En este sentido parece orientarse su reflexión cuando el soporte utilizado incorpora una memoria anterior al proceso pictórico creativo que el artista no esquiva, contenido sedimentado al margen de la pintura que, si bien acaba formando parte del discurso, no es el resultado de una acción creadora (manual, artesanal si se quiere) sino de una permisividad con esa huella que se inscribe en la reflexión conceptual. O bien −como ocurre en su reciente incorporación de láminas de aislante térmico− el artista incorporará la amenaza de su deterioro y la potencialidad del reflejo, huella futura fragmentada de cada espectador. Una potencialidad que también se plasma en la propia lectura de su nuevo repertorio iconográfico neoyorquino donde se multiplican las derivas significacionales que puede llegar a producir, soluciones a la espera de la narración crítica o de la intuición del espectador. Recursos vanguardistas que son reestructurados mediante el extrañamiento, intereses posmodernos que son desplazados hacia un discurso excéntrico, y siempre, tensiones con los límites del propio género en un férreo pensamiento sobre la pintura que huye de cualquier inscripción en lo banal.

==========

### Consigna
¿Qué material ha incorporado hace poco el artista, según el texto sobre su pintura?

### Datos proporcionados
==========

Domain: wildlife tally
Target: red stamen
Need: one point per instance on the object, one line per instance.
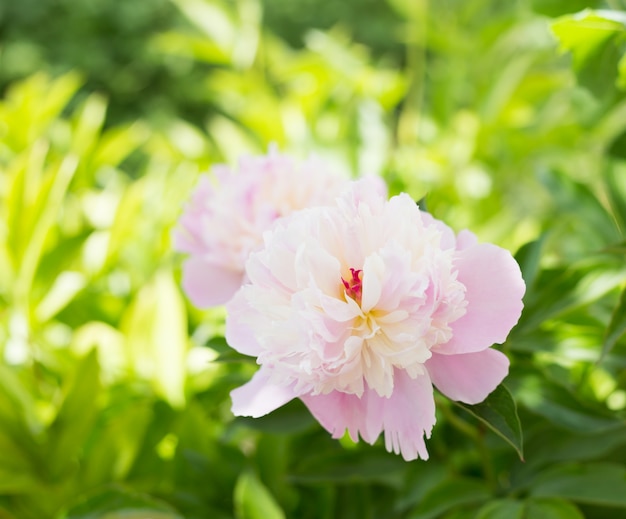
(354, 287)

==========

### Respuesta
Láminas de aislante térmico.